**WORK INSTRUCTION**
The answer should consist of each line from the data below that includes "cliff".

-- RECORDS PROVIDED follows --

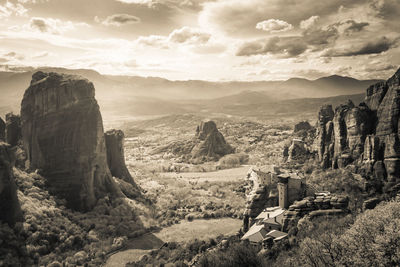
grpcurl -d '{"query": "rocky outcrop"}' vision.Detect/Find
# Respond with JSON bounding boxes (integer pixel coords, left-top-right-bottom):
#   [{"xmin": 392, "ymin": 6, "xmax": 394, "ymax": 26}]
[
  {"xmin": 191, "ymin": 121, "xmax": 234, "ymax": 161},
  {"xmin": 105, "ymin": 129, "xmax": 136, "ymax": 185},
  {"xmin": 0, "ymin": 117, "xmax": 5, "ymax": 141},
  {"xmin": 282, "ymin": 193, "xmax": 349, "ymax": 231},
  {"xmin": 294, "ymin": 121, "xmax": 312, "ymax": 132},
  {"xmin": 5, "ymin": 113, "xmax": 21, "ymax": 146},
  {"xmin": 20, "ymin": 72, "xmax": 121, "ymax": 211},
  {"xmin": 287, "ymin": 139, "xmax": 309, "ymax": 162},
  {"xmin": 0, "ymin": 143, "xmax": 23, "ymax": 225},
  {"xmin": 316, "ymin": 68, "xmax": 400, "ymax": 193}
]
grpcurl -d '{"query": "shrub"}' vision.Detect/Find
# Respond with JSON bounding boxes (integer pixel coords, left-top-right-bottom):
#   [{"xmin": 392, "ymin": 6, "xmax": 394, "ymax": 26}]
[{"xmin": 218, "ymin": 153, "xmax": 249, "ymax": 169}]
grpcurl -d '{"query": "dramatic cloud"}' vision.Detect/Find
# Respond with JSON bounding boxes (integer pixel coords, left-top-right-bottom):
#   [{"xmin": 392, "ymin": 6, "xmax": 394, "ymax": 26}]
[
  {"xmin": 236, "ymin": 37, "xmax": 307, "ymax": 57},
  {"xmin": 255, "ymin": 19, "xmax": 293, "ymax": 33},
  {"xmin": 96, "ymin": 14, "xmax": 141, "ymax": 26},
  {"xmin": 343, "ymin": 20, "xmax": 369, "ymax": 34},
  {"xmin": 237, "ymin": 20, "xmax": 340, "ymax": 57},
  {"xmin": 302, "ymin": 25, "xmax": 339, "ymax": 46},
  {"xmin": 199, "ymin": 0, "xmax": 365, "ymax": 36},
  {"xmin": 369, "ymin": 0, "xmax": 400, "ymax": 19},
  {"xmin": 0, "ymin": 1, "xmax": 27, "ymax": 19},
  {"xmin": 323, "ymin": 36, "xmax": 398, "ymax": 57}
]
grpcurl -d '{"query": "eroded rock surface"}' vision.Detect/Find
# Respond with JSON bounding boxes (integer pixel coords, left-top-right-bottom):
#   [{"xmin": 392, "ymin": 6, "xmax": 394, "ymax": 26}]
[
  {"xmin": 191, "ymin": 121, "xmax": 234, "ymax": 161},
  {"xmin": 20, "ymin": 71, "xmax": 121, "ymax": 211},
  {"xmin": 316, "ymin": 68, "xmax": 400, "ymax": 193},
  {"xmin": 105, "ymin": 129, "xmax": 138, "ymax": 188}
]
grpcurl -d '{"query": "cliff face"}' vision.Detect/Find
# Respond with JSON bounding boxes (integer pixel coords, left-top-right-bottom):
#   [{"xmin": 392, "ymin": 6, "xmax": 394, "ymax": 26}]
[
  {"xmin": 105, "ymin": 129, "xmax": 139, "ymax": 191},
  {"xmin": 316, "ymin": 68, "xmax": 400, "ymax": 191},
  {"xmin": 20, "ymin": 71, "xmax": 121, "ymax": 211},
  {"xmin": 191, "ymin": 121, "xmax": 234, "ymax": 160},
  {"xmin": 0, "ymin": 143, "xmax": 23, "ymax": 225}
]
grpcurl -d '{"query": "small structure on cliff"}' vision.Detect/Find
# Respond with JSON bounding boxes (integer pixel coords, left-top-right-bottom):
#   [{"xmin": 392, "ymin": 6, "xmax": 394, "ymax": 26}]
[
  {"xmin": 243, "ymin": 166, "xmax": 305, "ymax": 231},
  {"xmin": 277, "ymin": 173, "xmax": 305, "ymax": 209}
]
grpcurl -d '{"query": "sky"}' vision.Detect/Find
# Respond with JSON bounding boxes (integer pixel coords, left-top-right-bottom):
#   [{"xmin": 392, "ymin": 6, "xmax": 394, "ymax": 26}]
[{"xmin": 0, "ymin": 0, "xmax": 399, "ymax": 81}]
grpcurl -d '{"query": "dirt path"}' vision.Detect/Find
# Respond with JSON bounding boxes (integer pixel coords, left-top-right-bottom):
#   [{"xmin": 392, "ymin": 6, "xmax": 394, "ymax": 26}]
[{"xmin": 104, "ymin": 218, "xmax": 242, "ymax": 267}]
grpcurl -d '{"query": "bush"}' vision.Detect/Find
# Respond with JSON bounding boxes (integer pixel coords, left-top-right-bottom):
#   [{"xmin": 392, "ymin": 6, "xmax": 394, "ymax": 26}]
[{"xmin": 218, "ymin": 153, "xmax": 249, "ymax": 169}]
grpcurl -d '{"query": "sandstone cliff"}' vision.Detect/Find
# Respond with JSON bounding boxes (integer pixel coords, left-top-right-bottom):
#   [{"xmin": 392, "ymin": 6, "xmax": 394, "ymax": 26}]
[
  {"xmin": 316, "ymin": 68, "xmax": 400, "ymax": 193},
  {"xmin": 105, "ymin": 129, "xmax": 139, "ymax": 194},
  {"xmin": 191, "ymin": 121, "xmax": 234, "ymax": 161},
  {"xmin": 0, "ymin": 142, "xmax": 23, "ymax": 225},
  {"xmin": 20, "ymin": 71, "xmax": 121, "ymax": 211}
]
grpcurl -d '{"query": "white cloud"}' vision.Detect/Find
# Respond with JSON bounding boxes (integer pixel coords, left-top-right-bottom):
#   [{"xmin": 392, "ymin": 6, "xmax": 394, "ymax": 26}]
[
  {"xmin": 168, "ymin": 26, "xmax": 210, "ymax": 44},
  {"xmin": 135, "ymin": 26, "xmax": 224, "ymax": 54},
  {"xmin": 256, "ymin": 19, "xmax": 293, "ymax": 33},
  {"xmin": 300, "ymin": 16, "xmax": 320, "ymax": 30}
]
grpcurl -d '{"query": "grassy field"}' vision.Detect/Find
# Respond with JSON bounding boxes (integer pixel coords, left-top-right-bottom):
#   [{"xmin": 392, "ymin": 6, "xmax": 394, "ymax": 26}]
[
  {"xmin": 159, "ymin": 165, "xmax": 250, "ymax": 182},
  {"xmin": 104, "ymin": 218, "xmax": 242, "ymax": 267}
]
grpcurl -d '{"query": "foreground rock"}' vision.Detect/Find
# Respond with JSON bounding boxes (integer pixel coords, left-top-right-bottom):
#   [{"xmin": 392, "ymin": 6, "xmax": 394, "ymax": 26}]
[
  {"xmin": 0, "ymin": 143, "xmax": 23, "ymax": 225},
  {"xmin": 5, "ymin": 113, "xmax": 21, "ymax": 146},
  {"xmin": 316, "ymin": 68, "xmax": 400, "ymax": 193},
  {"xmin": 0, "ymin": 117, "xmax": 5, "ymax": 141},
  {"xmin": 191, "ymin": 121, "xmax": 234, "ymax": 161},
  {"xmin": 20, "ymin": 72, "xmax": 121, "ymax": 211}
]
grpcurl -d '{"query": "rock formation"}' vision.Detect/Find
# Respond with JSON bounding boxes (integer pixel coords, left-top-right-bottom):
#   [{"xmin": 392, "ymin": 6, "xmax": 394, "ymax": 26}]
[
  {"xmin": 105, "ymin": 129, "xmax": 137, "ymax": 186},
  {"xmin": 191, "ymin": 121, "xmax": 234, "ymax": 161},
  {"xmin": 5, "ymin": 113, "xmax": 21, "ymax": 146},
  {"xmin": 0, "ymin": 117, "xmax": 5, "ymax": 141},
  {"xmin": 316, "ymin": 68, "xmax": 400, "ymax": 193},
  {"xmin": 287, "ymin": 139, "xmax": 309, "ymax": 162},
  {"xmin": 0, "ymin": 142, "xmax": 23, "ymax": 225},
  {"xmin": 20, "ymin": 71, "xmax": 121, "ymax": 211},
  {"xmin": 282, "ymin": 193, "xmax": 349, "ymax": 231},
  {"xmin": 294, "ymin": 121, "xmax": 312, "ymax": 132}
]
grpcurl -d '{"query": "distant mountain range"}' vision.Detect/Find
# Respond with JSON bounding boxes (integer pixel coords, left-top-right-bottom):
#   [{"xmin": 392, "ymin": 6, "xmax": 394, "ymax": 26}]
[{"xmin": 0, "ymin": 67, "xmax": 382, "ymax": 119}]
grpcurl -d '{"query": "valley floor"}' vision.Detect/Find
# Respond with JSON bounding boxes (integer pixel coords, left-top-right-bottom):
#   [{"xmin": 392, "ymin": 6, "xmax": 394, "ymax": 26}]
[{"xmin": 104, "ymin": 218, "xmax": 242, "ymax": 267}]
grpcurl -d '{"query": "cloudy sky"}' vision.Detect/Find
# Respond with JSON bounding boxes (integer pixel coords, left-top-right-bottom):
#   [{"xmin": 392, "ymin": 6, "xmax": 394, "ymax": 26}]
[{"xmin": 0, "ymin": 0, "xmax": 399, "ymax": 81}]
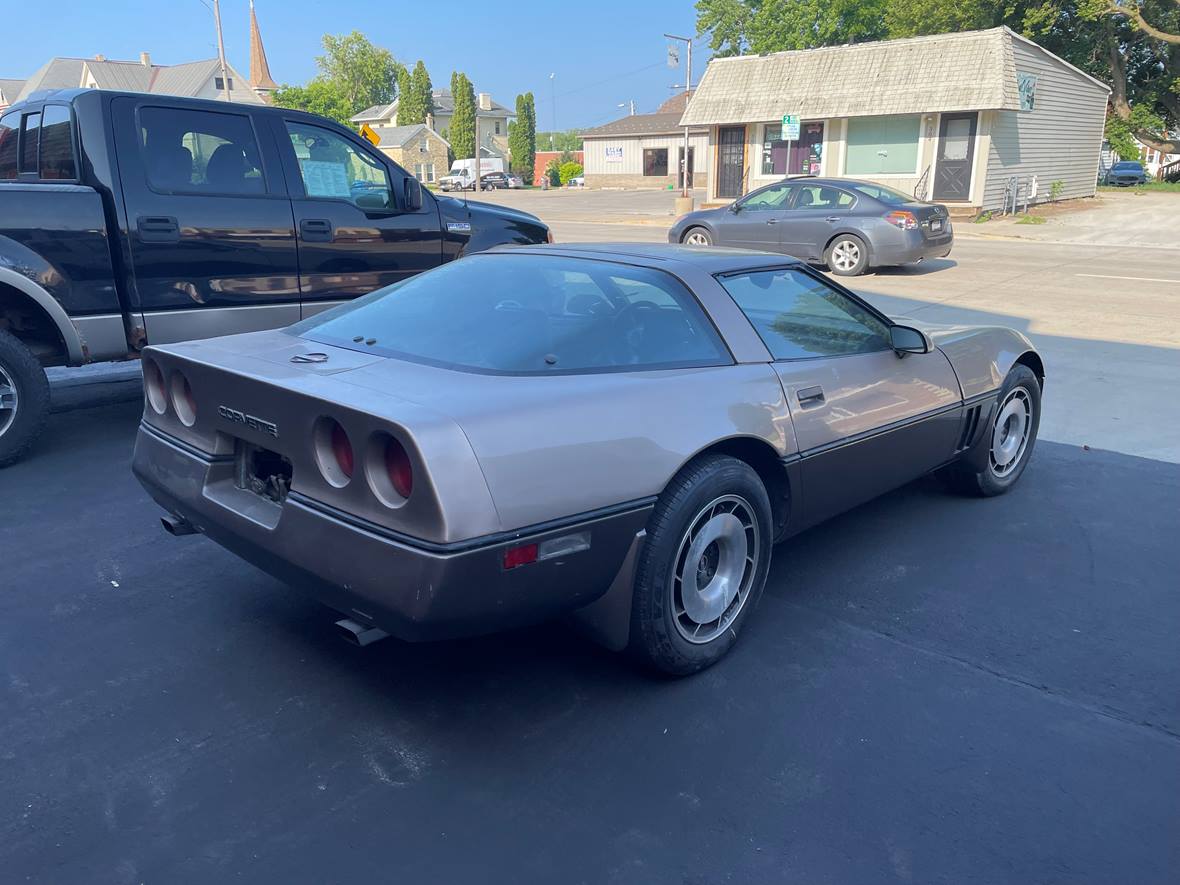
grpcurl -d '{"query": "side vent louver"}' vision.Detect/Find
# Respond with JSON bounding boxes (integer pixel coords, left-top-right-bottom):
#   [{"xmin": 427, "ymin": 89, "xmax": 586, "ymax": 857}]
[{"xmin": 957, "ymin": 405, "xmax": 982, "ymax": 451}]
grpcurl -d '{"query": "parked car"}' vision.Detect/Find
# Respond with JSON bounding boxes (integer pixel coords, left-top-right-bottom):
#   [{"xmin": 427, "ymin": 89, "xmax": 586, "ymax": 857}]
[
  {"xmin": 481, "ymin": 172, "xmax": 510, "ymax": 189},
  {"xmin": 0, "ymin": 88, "xmax": 550, "ymax": 466},
  {"xmin": 1103, "ymin": 161, "xmax": 1148, "ymax": 186},
  {"xmin": 134, "ymin": 243, "xmax": 1043, "ymax": 675},
  {"xmin": 506, "ymin": 172, "xmax": 524, "ymax": 189},
  {"xmin": 567, "ymin": 175, "xmax": 586, "ymax": 187},
  {"xmin": 669, "ymin": 177, "xmax": 953, "ymax": 276}
]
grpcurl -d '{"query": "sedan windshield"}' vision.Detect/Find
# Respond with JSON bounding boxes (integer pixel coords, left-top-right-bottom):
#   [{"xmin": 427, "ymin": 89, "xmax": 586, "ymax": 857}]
[
  {"xmin": 1113, "ymin": 162, "xmax": 1142, "ymax": 170},
  {"xmin": 847, "ymin": 182, "xmax": 918, "ymax": 206},
  {"xmin": 292, "ymin": 254, "xmax": 730, "ymax": 374}
]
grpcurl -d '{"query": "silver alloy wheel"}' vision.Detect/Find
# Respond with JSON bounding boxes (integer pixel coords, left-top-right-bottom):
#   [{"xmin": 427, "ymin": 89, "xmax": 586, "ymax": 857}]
[
  {"xmin": 670, "ymin": 494, "xmax": 760, "ymax": 644},
  {"xmin": 830, "ymin": 239, "xmax": 861, "ymax": 272},
  {"xmin": 989, "ymin": 386, "xmax": 1032, "ymax": 478},
  {"xmin": 683, "ymin": 230, "xmax": 710, "ymax": 246},
  {"xmin": 0, "ymin": 362, "xmax": 18, "ymax": 438}
]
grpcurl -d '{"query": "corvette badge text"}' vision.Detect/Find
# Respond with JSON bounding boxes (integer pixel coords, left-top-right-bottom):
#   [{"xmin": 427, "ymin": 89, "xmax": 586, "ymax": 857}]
[{"xmin": 217, "ymin": 406, "xmax": 279, "ymax": 439}]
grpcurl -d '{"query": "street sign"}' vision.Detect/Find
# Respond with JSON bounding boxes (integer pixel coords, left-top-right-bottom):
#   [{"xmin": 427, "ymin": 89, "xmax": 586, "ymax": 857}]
[
  {"xmin": 360, "ymin": 123, "xmax": 381, "ymax": 146},
  {"xmin": 781, "ymin": 114, "xmax": 800, "ymax": 140},
  {"xmin": 667, "ymin": 45, "xmax": 680, "ymax": 67}
]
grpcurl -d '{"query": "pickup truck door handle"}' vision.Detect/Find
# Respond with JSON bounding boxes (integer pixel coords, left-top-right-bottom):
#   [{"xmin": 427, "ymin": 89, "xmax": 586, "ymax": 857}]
[
  {"xmin": 299, "ymin": 218, "xmax": 334, "ymax": 242},
  {"xmin": 137, "ymin": 215, "xmax": 179, "ymax": 243},
  {"xmin": 796, "ymin": 385, "xmax": 825, "ymax": 407}
]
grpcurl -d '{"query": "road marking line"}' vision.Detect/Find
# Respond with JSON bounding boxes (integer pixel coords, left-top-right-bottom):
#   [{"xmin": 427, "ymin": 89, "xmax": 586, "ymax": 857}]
[{"xmin": 1075, "ymin": 273, "xmax": 1180, "ymax": 284}]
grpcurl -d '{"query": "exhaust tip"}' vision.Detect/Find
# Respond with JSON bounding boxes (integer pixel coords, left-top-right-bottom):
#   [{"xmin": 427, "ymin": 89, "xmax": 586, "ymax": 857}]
[
  {"xmin": 161, "ymin": 514, "xmax": 199, "ymax": 536},
  {"xmin": 335, "ymin": 618, "xmax": 390, "ymax": 648}
]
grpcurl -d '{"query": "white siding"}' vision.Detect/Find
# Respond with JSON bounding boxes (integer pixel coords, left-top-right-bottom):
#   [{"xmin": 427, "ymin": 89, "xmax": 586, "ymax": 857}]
[
  {"xmin": 982, "ymin": 37, "xmax": 1109, "ymax": 210},
  {"xmin": 583, "ymin": 133, "xmax": 708, "ymax": 176}
]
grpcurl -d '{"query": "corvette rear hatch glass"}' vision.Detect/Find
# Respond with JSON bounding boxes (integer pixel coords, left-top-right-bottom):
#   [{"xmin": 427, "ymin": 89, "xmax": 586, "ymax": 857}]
[{"xmin": 291, "ymin": 254, "xmax": 730, "ymax": 375}]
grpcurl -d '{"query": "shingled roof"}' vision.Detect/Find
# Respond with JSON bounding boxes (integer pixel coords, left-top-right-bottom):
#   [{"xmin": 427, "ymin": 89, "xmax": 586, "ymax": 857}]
[{"xmin": 681, "ymin": 27, "xmax": 1030, "ymax": 126}]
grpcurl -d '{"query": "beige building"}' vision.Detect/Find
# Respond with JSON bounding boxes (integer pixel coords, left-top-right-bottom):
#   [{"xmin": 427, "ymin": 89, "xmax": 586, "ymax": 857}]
[
  {"xmin": 581, "ymin": 92, "xmax": 707, "ymax": 189},
  {"xmin": 373, "ymin": 124, "xmax": 450, "ymax": 184},
  {"xmin": 681, "ymin": 27, "xmax": 1111, "ymax": 210},
  {"xmin": 353, "ymin": 90, "xmax": 513, "ymax": 162}
]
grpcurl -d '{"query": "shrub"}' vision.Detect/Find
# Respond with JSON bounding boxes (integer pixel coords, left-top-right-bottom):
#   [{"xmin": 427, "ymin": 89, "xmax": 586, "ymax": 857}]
[
  {"xmin": 1049, "ymin": 180, "xmax": 1065, "ymax": 202},
  {"xmin": 558, "ymin": 162, "xmax": 584, "ymax": 185}
]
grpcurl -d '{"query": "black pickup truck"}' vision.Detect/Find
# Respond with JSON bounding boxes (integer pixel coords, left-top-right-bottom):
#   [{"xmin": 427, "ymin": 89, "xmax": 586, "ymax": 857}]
[{"xmin": 0, "ymin": 89, "xmax": 550, "ymax": 465}]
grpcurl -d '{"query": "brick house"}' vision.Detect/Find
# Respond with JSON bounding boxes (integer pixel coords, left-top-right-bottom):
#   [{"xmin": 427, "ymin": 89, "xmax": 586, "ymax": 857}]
[{"xmin": 373, "ymin": 124, "xmax": 450, "ymax": 185}]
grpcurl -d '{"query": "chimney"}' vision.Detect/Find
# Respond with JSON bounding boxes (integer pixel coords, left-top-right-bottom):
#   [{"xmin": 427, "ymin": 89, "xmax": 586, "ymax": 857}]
[
  {"xmin": 426, "ymin": 112, "xmax": 435, "ymax": 131},
  {"xmin": 94, "ymin": 54, "xmax": 106, "ymax": 61},
  {"xmin": 477, "ymin": 92, "xmax": 492, "ymax": 111},
  {"xmin": 140, "ymin": 51, "xmax": 151, "ymax": 67}
]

-- RECORDS PROVIDED concluded --

**SOLUTION TO THIS PROBLEM**
grpcurl -d '{"query": "cliff face"}' vision.Detect/Find
grpcurl -d '{"query": "small structure on cliff"}' vision.Detect/Find
grpcurl -d '{"query": "sandstone cliff"}' vision.Detect/Find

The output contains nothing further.